Data to process →
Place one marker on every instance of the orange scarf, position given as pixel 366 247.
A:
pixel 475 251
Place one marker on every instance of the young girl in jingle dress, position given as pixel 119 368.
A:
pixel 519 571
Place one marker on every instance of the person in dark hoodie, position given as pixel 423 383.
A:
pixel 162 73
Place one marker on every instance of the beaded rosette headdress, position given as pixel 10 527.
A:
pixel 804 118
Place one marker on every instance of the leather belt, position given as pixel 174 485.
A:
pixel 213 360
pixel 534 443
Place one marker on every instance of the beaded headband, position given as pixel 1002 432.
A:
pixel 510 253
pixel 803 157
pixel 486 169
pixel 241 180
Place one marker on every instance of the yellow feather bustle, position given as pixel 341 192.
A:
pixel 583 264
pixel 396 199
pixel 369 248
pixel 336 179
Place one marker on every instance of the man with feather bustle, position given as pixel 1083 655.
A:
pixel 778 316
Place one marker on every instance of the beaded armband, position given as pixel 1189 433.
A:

Task prompt →
Copy all of the entries above word for word, without any changes.

Solution to the exercise →
Place one marker on every instance of the orange scarf, position given as pixel 366 247.
A:
pixel 475 251
Place one marker on every instance of the young girl in jingle dress, position given as pixel 119 368.
A:
pixel 519 571
Place one marker on every instance of the person in dark hoodie, position given as pixel 423 383.
A:
pixel 162 73
Place one marker on every instance of the beaded rosette headdress, position given as pixel 10 527.
A:
pixel 804 118
Place one marker on every instance of the leather belt, position given as pixel 174 485.
A:
pixel 213 360
pixel 534 443
Place one marker on every instance of the beaded headband, position given as pixel 1002 432.
A:
pixel 510 253
pixel 803 157
pixel 486 169
pixel 241 180
Place one marker on every instance of the yellow feather bustle, position given as pixel 341 192.
A:
pixel 583 264
pixel 396 199
pixel 369 248
pixel 336 179
Place one marker on every instance of the man with feather bustle, position given as pixel 1083 655.
A:
pixel 778 316
Place one marker on every instance of the beaded armband, position given as pixel 1189 433.
A:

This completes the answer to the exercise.